EXERCISE DESCRIPTION » Reproduce the data exactly.

DATASET ENTRIES »

---

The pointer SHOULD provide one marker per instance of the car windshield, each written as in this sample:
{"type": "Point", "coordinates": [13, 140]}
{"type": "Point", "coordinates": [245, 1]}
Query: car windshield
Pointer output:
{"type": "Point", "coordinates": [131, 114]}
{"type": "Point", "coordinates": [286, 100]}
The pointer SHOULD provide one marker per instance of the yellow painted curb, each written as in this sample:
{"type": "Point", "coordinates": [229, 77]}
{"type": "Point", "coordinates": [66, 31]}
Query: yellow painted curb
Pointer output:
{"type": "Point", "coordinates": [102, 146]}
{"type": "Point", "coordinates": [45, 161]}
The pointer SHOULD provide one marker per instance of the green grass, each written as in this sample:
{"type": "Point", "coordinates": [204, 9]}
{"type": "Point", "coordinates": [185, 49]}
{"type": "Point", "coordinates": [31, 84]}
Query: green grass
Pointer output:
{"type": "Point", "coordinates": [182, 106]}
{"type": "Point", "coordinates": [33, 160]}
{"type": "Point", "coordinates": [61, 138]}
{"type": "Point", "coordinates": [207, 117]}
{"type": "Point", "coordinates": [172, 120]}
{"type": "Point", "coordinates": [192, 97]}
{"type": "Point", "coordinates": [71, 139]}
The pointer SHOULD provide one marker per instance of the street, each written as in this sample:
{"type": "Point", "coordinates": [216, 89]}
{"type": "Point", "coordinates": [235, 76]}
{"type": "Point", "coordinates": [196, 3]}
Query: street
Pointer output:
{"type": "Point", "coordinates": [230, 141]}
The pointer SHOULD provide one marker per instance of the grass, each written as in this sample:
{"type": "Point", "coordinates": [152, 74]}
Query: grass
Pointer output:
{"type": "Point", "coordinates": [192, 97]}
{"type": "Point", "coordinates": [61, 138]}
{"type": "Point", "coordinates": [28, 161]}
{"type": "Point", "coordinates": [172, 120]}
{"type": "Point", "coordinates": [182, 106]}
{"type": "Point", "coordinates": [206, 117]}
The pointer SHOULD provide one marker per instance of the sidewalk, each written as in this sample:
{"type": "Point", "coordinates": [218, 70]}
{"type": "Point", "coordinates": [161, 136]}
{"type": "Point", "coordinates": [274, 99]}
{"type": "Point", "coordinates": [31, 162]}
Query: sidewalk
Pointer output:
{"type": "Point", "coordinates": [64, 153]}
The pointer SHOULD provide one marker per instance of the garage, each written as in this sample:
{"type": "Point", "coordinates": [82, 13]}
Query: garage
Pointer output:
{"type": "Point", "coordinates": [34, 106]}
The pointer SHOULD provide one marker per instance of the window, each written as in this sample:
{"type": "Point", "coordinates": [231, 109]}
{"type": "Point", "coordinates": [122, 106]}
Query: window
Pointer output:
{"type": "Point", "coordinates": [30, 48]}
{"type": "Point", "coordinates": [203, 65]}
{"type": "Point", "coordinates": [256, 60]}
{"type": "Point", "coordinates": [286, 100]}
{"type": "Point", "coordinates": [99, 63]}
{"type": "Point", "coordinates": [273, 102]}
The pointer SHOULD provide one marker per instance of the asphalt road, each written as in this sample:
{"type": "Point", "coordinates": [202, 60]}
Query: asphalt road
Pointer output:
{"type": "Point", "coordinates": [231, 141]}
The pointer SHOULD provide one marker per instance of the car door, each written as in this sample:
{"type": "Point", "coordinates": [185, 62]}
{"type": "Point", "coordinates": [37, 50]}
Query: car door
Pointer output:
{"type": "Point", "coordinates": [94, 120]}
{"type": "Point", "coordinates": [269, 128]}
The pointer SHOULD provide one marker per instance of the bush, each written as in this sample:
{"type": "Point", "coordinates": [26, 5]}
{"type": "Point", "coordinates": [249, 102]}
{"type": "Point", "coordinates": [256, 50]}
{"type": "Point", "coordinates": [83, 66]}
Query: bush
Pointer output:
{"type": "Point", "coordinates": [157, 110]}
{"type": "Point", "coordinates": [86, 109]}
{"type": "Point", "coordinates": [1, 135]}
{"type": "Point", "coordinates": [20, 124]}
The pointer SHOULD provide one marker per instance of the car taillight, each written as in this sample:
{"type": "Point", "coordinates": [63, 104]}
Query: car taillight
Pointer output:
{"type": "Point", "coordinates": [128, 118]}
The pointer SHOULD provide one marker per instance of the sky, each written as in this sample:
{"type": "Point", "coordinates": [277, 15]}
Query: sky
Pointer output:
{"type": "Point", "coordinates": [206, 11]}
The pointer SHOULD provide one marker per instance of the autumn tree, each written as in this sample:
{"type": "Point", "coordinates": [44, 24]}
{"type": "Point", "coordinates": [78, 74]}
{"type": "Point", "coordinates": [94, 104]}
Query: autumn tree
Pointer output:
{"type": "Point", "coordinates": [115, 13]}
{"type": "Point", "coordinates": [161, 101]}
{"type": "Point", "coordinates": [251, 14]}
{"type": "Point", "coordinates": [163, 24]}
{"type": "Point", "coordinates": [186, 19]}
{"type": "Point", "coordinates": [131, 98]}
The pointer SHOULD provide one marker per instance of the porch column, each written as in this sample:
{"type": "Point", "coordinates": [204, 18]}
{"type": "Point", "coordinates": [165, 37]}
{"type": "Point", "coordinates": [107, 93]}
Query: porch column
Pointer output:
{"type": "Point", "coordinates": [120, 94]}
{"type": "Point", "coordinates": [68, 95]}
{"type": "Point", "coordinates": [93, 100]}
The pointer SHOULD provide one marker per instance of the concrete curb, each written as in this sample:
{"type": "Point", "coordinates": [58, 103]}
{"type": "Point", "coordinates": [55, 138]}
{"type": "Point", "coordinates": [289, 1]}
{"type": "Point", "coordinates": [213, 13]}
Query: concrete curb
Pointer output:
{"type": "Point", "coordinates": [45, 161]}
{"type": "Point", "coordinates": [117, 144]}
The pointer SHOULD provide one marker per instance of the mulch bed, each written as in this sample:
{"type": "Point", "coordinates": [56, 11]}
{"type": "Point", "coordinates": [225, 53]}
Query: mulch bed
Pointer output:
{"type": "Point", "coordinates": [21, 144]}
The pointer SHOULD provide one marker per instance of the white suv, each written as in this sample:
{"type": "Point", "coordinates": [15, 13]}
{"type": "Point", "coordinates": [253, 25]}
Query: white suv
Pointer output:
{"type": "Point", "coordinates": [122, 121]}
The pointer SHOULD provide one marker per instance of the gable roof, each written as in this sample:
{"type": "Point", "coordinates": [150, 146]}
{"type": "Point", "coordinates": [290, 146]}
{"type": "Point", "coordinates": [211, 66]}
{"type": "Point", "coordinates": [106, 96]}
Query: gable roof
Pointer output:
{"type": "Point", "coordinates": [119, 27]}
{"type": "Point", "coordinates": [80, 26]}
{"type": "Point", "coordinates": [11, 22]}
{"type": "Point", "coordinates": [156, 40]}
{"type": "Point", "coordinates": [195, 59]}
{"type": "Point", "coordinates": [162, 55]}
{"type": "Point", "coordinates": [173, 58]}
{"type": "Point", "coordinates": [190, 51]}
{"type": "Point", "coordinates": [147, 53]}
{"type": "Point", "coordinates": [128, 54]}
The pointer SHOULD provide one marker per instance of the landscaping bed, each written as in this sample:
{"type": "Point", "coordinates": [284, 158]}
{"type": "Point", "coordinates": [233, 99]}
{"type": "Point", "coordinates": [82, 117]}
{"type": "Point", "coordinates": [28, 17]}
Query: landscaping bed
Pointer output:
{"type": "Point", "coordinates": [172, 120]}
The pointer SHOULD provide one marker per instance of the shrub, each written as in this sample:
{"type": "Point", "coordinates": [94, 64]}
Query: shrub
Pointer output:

---

OUTPUT »
The pointer SHOULD provide one marker per instance of the car windshield, each written as in this sample:
{"type": "Point", "coordinates": [13, 140]}
{"type": "Point", "coordinates": [245, 1]}
Query: car windshield
Pointer output:
{"type": "Point", "coordinates": [131, 114]}
{"type": "Point", "coordinates": [286, 100]}
The pointer SHOULD provide one marker per instance of the yellow painted curb, each written as in this sample:
{"type": "Point", "coordinates": [229, 77]}
{"type": "Point", "coordinates": [66, 31]}
Query: yellow painted curb
Pointer output:
{"type": "Point", "coordinates": [102, 146]}
{"type": "Point", "coordinates": [45, 161]}
The pointer SHOULD provide one marker per instance of the green grass, each written as in this sample:
{"type": "Point", "coordinates": [204, 9]}
{"type": "Point", "coordinates": [185, 49]}
{"type": "Point", "coordinates": [31, 84]}
Query: green grass
Pointer output:
{"type": "Point", "coordinates": [182, 106]}
{"type": "Point", "coordinates": [33, 160]}
{"type": "Point", "coordinates": [61, 138]}
{"type": "Point", "coordinates": [207, 117]}
{"type": "Point", "coordinates": [172, 120]}
{"type": "Point", "coordinates": [192, 97]}
{"type": "Point", "coordinates": [71, 139]}
The pointer SHOULD provide one marker per instance of the street, each written as in this sample:
{"type": "Point", "coordinates": [216, 89]}
{"type": "Point", "coordinates": [235, 76]}
{"type": "Point", "coordinates": [196, 3]}
Query: street
Pointer output:
{"type": "Point", "coordinates": [230, 141]}
The pointer SHOULD provide one marker per instance of the grass, each written as in this sample:
{"type": "Point", "coordinates": [152, 74]}
Query: grass
Pointer output:
{"type": "Point", "coordinates": [192, 97]}
{"type": "Point", "coordinates": [61, 138]}
{"type": "Point", "coordinates": [28, 161]}
{"type": "Point", "coordinates": [172, 120]}
{"type": "Point", "coordinates": [182, 106]}
{"type": "Point", "coordinates": [206, 117]}
The pointer SHOULD provide one marker per instance of the sidewalk, each written as in this sample:
{"type": "Point", "coordinates": [218, 70]}
{"type": "Point", "coordinates": [161, 136]}
{"type": "Point", "coordinates": [274, 99]}
{"type": "Point", "coordinates": [31, 162]}
Query: sidewalk
Pointer output:
{"type": "Point", "coordinates": [64, 153]}
The pointer SHOULD provide one marker per instance of the garage, each written as in this sample:
{"type": "Point", "coordinates": [82, 13]}
Query: garage
Pointer output:
{"type": "Point", "coordinates": [34, 106]}
The pointer SHOULD provide one marker per instance of the window, each written as in this sample:
{"type": "Point", "coordinates": [231, 109]}
{"type": "Point", "coordinates": [122, 106]}
Query: window
Pointer output:
{"type": "Point", "coordinates": [30, 48]}
{"type": "Point", "coordinates": [203, 65]}
{"type": "Point", "coordinates": [256, 60]}
{"type": "Point", "coordinates": [286, 100]}
{"type": "Point", "coordinates": [99, 63]}
{"type": "Point", "coordinates": [273, 102]}
The pointer SHOULD provide one marker per instance of the asphalt road, each written as in this sample:
{"type": "Point", "coordinates": [202, 60]}
Query: asphalt road
Pointer output:
{"type": "Point", "coordinates": [231, 141]}
The pointer SHOULD provide one marker per instance of the car door, each written as in this sample:
{"type": "Point", "coordinates": [185, 62]}
{"type": "Point", "coordinates": [37, 50]}
Query: car door
Pointer output:
{"type": "Point", "coordinates": [94, 120]}
{"type": "Point", "coordinates": [269, 128]}
The pointer SHOULD provide one marker per instance of the bush, each written as in this sample:
{"type": "Point", "coordinates": [26, 5]}
{"type": "Point", "coordinates": [249, 102]}
{"type": "Point", "coordinates": [256, 50]}
{"type": "Point", "coordinates": [83, 66]}
Query: bush
Pointer output:
{"type": "Point", "coordinates": [157, 110]}
{"type": "Point", "coordinates": [86, 109]}
{"type": "Point", "coordinates": [1, 135]}
{"type": "Point", "coordinates": [20, 124]}
The pointer SHOULD provide one marker per instance of the car taillight, each written as in this sample:
{"type": "Point", "coordinates": [63, 104]}
Query: car taillight
Pointer output:
{"type": "Point", "coordinates": [128, 118]}
The pointer SHOULD provide one marker per instance of the sky, each written as in this sample:
{"type": "Point", "coordinates": [277, 15]}
Query: sky
Pointer output:
{"type": "Point", "coordinates": [206, 11]}
The pointer SHOULD provide one marker per instance of the autumn tree, each written as in this sample:
{"type": "Point", "coordinates": [44, 24]}
{"type": "Point", "coordinates": [78, 74]}
{"type": "Point", "coordinates": [94, 104]}
Query: autumn tree
Pointer output:
{"type": "Point", "coordinates": [115, 13]}
{"type": "Point", "coordinates": [161, 101]}
{"type": "Point", "coordinates": [251, 14]}
{"type": "Point", "coordinates": [163, 24]}
{"type": "Point", "coordinates": [186, 19]}
{"type": "Point", "coordinates": [131, 98]}
The pointer SHOULD provide one marker per instance of the porch column, each written as in this sample:
{"type": "Point", "coordinates": [204, 18]}
{"type": "Point", "coordinates": [165, 37]}
{"type": "Point", "coordinates": [107, 93]}
Query: porch column
Pointer output:
{"type": "Point", "coordinates": [120, 94]}
{"type": "Point", "coordinates": [68, 95]}
{"type": "Point", "coordinates": [93, 100]}
The pointer SHOULD provide one marker per instance of the concrete curb, each written as in this sample:
{"type": "Point", "coordinates": [58, 103]}
{"type": "Point", "coordinates": [55, 138]}
{"type": "Point", "coordinates": [289, 1]}
{"type": "Point", "coordinates": [213, 13]}
Query: concrete curb
Pointer output:
{"type": "Point", "coordinates": [45, 161]}
{"type": "Point", "coordinates": [117, 144]}
The pointer SHOULD provide one marker per instance of the mulch bed, each written as in this sample:
{"type": "Point", "coordinates": [56, 11]}
{"type": "Point", "coordinates": [225, 53]}
Query: mulch bed
Pointer output:
{"type": "Point", "coordinates": [21, 144]}
The pointer SHOULD provide one marker per instance of the white suv, each written as in this sample:
{"type": "Point", "coordinates": [15, 13]}
{"type": "Point", "coordinates": [253, 25]}
Query: white suv
Pointer output:
{"type": "Point", "coordinates": [122, 121]}
The pointer SHOULD provide one marker per instance of the gable roof, each written as in this sample:
{"type": "Point", "coordinates": [150, 146]}
{"type": "Point", "coordinates": [290, 146]}
{"type": "Point", "coordinates": [211, 66]}
{"type": "Point", "coordinates": [106, 96]}
Query: gable roof
Pointer output:
{"type": "Point", "coordinates": [119, 27]}
{"type": "Point", "coordinates": [80, 26]}
{"type": "Point", "coordinates": [11, 22]}
{"type": "Point", "coordinates": [156, 40]}
{"type": "Point", "coordinates": [195, 59]}
{"type": "Point", "coordinates": [162, 55]}
{"type": "Point", "coordinates": [173, 58]}
{"type": "Point", "coordinates": [190, 51]}
{"type": "Point", "coordinates": [147, 53]}
{"type": "Point", "coordinates": [128, 54]}
The pointer SHOULD provide one marker per instance of the landscaping bed, each written as in this sample:
{"type": "Point", "coordinates": [284, 158]}
{"type": "Point", "coordinates": [233, 99]}
{"type": "Point", "coordinates": [82, 117]}
{"type": "Point", "coordinates": [28, 17]}
Query: landscaping bed
Pointer output:
{"type": "Point", "coordinates": [172, 120]}
The pointer SHOULD provide one marker per instance of the shrub, each written as in this sample:
{"type": "Point", "coordinates": [94, 64]}
Query: shrub
Pointer output:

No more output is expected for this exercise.